Each line of the listing must be transcribed exactly, except for the images, which should be excluded.

═══ Data lines

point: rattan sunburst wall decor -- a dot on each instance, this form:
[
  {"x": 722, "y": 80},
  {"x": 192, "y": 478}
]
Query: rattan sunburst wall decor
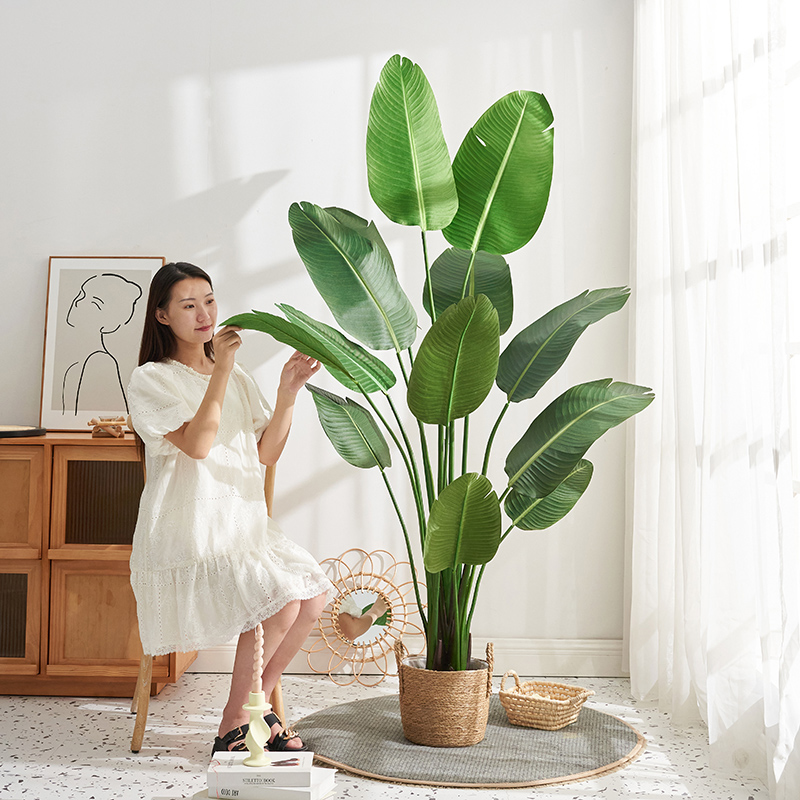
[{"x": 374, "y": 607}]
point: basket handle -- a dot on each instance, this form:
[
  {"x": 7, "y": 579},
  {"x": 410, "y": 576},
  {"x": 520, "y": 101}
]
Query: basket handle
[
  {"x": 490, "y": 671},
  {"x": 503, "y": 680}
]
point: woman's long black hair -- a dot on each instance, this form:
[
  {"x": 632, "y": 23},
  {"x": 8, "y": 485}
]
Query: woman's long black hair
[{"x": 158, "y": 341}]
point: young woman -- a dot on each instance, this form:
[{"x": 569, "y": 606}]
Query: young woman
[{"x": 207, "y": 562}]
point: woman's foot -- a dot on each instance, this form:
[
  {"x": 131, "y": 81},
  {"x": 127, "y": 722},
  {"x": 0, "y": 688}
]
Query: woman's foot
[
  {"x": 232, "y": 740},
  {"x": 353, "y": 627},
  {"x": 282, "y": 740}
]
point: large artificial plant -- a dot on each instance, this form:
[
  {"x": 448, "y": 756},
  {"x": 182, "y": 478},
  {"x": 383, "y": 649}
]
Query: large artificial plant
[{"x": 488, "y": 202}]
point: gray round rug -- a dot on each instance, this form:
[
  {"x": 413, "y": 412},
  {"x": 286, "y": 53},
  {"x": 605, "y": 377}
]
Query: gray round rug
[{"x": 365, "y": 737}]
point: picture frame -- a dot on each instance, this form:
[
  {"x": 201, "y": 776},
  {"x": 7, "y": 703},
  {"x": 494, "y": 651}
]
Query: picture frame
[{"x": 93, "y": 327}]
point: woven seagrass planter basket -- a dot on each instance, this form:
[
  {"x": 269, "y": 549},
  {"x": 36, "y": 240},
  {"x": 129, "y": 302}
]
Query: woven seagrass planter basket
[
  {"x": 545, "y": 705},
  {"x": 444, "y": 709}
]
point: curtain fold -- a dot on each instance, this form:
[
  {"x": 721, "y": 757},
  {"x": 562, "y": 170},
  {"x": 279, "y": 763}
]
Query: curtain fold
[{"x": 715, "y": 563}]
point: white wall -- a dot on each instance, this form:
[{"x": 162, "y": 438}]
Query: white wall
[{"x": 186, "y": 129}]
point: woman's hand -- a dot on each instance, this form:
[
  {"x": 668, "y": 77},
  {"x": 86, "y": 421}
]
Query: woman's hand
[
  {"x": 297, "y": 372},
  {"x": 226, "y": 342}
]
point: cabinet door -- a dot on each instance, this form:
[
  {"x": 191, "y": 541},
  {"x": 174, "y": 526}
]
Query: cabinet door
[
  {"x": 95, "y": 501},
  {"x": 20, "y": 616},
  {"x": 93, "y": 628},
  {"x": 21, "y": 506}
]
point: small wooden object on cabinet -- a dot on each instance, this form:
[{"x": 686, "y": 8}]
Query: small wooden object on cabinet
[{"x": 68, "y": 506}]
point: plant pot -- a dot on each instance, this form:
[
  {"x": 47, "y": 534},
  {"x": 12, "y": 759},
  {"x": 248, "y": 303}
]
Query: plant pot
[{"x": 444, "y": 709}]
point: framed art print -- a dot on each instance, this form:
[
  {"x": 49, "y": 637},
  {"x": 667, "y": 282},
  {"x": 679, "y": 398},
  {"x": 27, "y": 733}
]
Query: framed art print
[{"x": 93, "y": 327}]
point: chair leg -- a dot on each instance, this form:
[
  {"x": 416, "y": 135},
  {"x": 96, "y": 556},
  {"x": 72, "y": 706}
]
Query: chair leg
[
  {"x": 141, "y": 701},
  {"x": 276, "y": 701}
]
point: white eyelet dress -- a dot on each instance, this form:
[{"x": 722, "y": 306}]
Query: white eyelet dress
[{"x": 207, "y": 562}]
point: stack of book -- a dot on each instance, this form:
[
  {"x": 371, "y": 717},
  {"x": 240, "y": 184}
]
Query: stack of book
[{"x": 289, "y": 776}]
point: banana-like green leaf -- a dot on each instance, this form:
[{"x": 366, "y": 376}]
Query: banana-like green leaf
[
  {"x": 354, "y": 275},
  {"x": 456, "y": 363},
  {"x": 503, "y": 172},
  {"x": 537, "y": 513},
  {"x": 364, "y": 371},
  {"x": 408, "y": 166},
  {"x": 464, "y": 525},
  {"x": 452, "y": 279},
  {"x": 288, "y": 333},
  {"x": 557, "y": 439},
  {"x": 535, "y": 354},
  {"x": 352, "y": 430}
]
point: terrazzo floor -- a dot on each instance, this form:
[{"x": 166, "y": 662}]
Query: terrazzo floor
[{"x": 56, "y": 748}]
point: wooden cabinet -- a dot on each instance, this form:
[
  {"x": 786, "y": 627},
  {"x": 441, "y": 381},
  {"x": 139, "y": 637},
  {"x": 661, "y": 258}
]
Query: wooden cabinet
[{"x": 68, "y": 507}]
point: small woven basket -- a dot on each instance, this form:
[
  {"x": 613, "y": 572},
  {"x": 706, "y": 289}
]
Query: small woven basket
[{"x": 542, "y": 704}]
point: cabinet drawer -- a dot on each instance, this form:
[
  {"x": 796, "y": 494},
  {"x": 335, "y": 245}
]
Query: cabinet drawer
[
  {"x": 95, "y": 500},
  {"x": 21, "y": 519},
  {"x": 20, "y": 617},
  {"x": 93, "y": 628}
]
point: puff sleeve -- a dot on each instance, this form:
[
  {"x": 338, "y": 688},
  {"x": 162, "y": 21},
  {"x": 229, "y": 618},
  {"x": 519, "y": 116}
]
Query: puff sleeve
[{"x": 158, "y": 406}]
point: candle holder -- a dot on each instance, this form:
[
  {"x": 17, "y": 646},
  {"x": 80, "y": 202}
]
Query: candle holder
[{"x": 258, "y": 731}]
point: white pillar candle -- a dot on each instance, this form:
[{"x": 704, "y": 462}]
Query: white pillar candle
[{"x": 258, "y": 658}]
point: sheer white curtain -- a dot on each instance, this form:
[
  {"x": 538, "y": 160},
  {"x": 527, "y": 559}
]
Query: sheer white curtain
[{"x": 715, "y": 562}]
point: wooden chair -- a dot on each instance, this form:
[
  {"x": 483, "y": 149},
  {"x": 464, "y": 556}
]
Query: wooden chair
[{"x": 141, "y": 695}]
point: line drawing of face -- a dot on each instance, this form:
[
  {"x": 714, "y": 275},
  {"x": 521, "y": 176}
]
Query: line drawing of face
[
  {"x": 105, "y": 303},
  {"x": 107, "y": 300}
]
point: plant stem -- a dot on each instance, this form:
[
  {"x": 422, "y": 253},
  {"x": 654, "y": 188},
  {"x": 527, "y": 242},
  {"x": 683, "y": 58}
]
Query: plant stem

══════

**Expected answer**
point: rattan sunburst wall decor -- a dot on each instance, this form:
[
  {"x": 722, "y": 80},
  {"x": 192, "y": 478}
]
Query: rattan sunburst wall decor
[{"x": 374, "y": 607}]
point: basket handle -- a dot on each instance, this form:
[
  {"x": 7, "y": 579},
  {"x": 410, "y": 576},
  {"x": 520, "y": 101}
]
Query: basket handle
[
  {"x": 490, "y": 671},
  {"x": 503, "y": 680}
]
point: woman's long black hair -- a dot on each instance, this form:
[
  {"x": 632, "y": 23},
  {"x": 8, "y": 485}
]
Query: woman's long black hair
[{"x": 158, "y": 341}]
point: young woman -- a dot on each instance, this form:
[{"x": 569, "y": 606}]
Query: young woman
[{"x": 207, "y": 562}]
point: woman's foot -- a dot on each instance, this form:
[
  {"x": 131, "y": 81},
  {"x": 127, "y": 722},
  {"x": 0, "y": 688}
]
Query: woman's foot
[
  {"x": 232, "y": 740},
  {"x": 353, "y": 627},
  {"x": 282, "y": 740}
]
point: large artificial plant -- a dot on each instance, this form:
[
  {"x": 448, "y": 756},
  {"x": 182, "y": 478},
  {"x": 383, "y": 649}
]
Query: large artificial plant
[{"x": 488, "y": 202}]
point: gray round rug -- a dot on each instance, this form:
[
  {"x": 413, "y": 412},
  {"x": 286, "y": 53},
  {"x": 605, "y": 377}
]
Query: gray round rug
[{"x": 365, "y": 737}]
point: picture frame -- a dot on each instance, this form:
[
  {"x": 201, "y": 776},
  {"x": 7, "y": 703},
  {"x": 494, "y": 651}
]
Query: picture frame
[{"x": 93, "y": 327}]
point: woven seagrass planter basket -- a dot on each instance, this form:
[
  {"x": 269, "y": 549},
  {"x": 36, "y": 240},
  {"x": 129, "y": 302}
]
Query: woven seagrass planter basket
[
  {"x": 545, "y": 705},
  {"x": 444, "y": 709}
]
point: curtain fold -- a dot on each instance, this form:
[
  {"x": 721, "y": 757},
  {"x": 562, "y": 170},
  {"x": 279, "y": 763}
]
Query: curtain fold
[{"x": 715, "y": 563}]
point: white wall -- a dot on each instance, this form:
[{"x": 162, "y": 438}]
Query: white wall
[{"x": 186, "y": 129}]
point: woman's hand -- a dot on each instance, this form:
[
  {"x": 668, "y": 77},
  {"x": 86, "y": 421}
]
Query: woman's hand
[
  {"x": 297, "y": 372},
  {"x": 226, "y": 342}
]
point: cabinet door -- a dot on each instance, this form:
[
  {"x": 191, "y": 541},
  {"x": 174, "y": 526}
]
Query: cabinet door
[
  {"x": 95, "y": 501},
  {"x": 20, "y": 616},
  {"x": 93, "y": 628},
  {"x": 21, "y": 506}
]
point: small wooden object on cabinet -- a dot on each instance, this form:
[{"x": 686, "y": 8}]
Query: small wooden object on cabinet
[{"x": 68, "y": 506}]
point: plant pot -- a dot on each instance, this form:
[
  {"x": 47, "y": 534},
  {"x": 12, "y": 759},
  {"x": 248, "y": 303}
]
Query: plant pot
[{"x": 444, "y": 709}]
point: framed art print -- a dot on each instance, this form:
[
  {"x": 49, "y": 637},
  {"x": 667, "y": 282},
  {"x": 679, "y": 398},
  {"x": 27, "y": 733}
]
Query: framed art print
[{"x": 93, "y": 327}]
point: chair leg -- a dot on each instance, this form:
[
  {"x": 416, "y": 135},
  {"x": 96, "y": 556},
  {"x": 72, "y": 706}
]
Query: chair leg
[
  {"x": 141, "y": 701},
  {"x": 276, "y": 701}
]
point: white eyelet dress -- a dot on each instance, this form:
[{"x": 722, "y": 306}]
Query: white eyelet dress
[{"x": 207, "y": 562}]
point: stack of book -- a dot on each instance, this form:
[
  {"x": 371, "y": 717},
  {"x": 240, "y": 184}
]
Query: stack of book
[{"x": 289, "y": 776}]
point: banana-like green leaf -- a dot on each instance, this form:
[{"x": 366, "y": 376}]
Query: banana-like green leaf
[
  {"x": 354, "y": 275},
  {"x": 456, "y": 363},
  {"x": 503, "y": 172},
  {"x": 537, "y": 513},
  {"x": 364, "y": 371},
  {"x": 408, "y": 166},
  {"x": 464, "y": 525},
  {"x": 452, "y": 279},
  {"x": 288, "y": 333},
  {"x": 557, "y": 439},
  {"x": 535, "y": 354},
  {"x": 352, "y": 430}
]
point: terrazzo floor -- a dot on each instance, this form:
[{"x": 166, "y": 662}]
Query: terrazzo floor
[{"x": 56, "y": 748}]
point: wooden cabinet -- a dot on each instance, this form:
[
  {"x": 786, "y": 627},
  {"x": 441, "y": 381},
  {"x": 139, "y": 637},
  {"x": 661, "y": 258}
]
Query: wooden cabinet
[{"x": 68, "y": 507}]
point: small woven basket -- a dot on each instance, this form:
[
  {"x": 613, "y": 572},
  {"x": 706, "y": 289}
]
Query: small woven basket
[{"x": 542, "y": 704}]
point: cabinet drawer -- a dot on each instance, this form:
[
  {"x": 796, "y": 494},
  {"x": 335, "y": 245}
]
Query: cabinet drawer
[
  {"x": 95, "y": 500},
  {"x": 21, "y": 519},
  {"x": 20, "y": 617},
  {"x": 93, "y": 628}
]
point: puff sleeve -- a dot on each instance, this form:
[
  {"x": 338, "y": 688},
  {"x": 162, "y": 21},
  {"x": 229, "y": 618},
  {"x": 519, "y": 116}
]
Query: puff sleeve
[{"x": 158, "y": 406}]
point: candle holder -- a dot on each instance, this form:
[
  {"x": 17, "y": 646},
  {"x": 80, "y": 202}
]
Query: candle holder
[{"x": 258, "y": 731}]
point: white pillar candle -- a dot on each instance, this form:
[{"x": 704, "y": 462}]
Query: white pillar candle
[{"x": 258, "y": 658}]
point: sheer white curtain -- a dot on each instance, this form:
[
  {"x": 538, "y": 160},
  {"x": 527, "y": 559}
]
Query: sheer white curtain
[{"x": 715, "y": 562}]
point: wooden chair -- a dot on each instance, this form:
[
  {"x": 483, "y": 149},
  {"x": 464, "y": 556}
]
Query: wooden chair
[{"x": 141, "y": 695}]
point: line drawing of face -- a dot on each instance, this form:
[
  {"x": 714, "y": 275},
  {"x": 521, "y": 176}
]
Query: line drawing of face
[
  {"x": 105, "y": 303},
  {"x": 107, "y": 300}
]
point: plant stem -- a dot on each instance, this form:
[
  {"x": 422, "y": 253},
  {"x": 654, "y": 188},
  {"x": 527, "y": 242},
  {"x": 683, "y": 58}
]
Query: plant stem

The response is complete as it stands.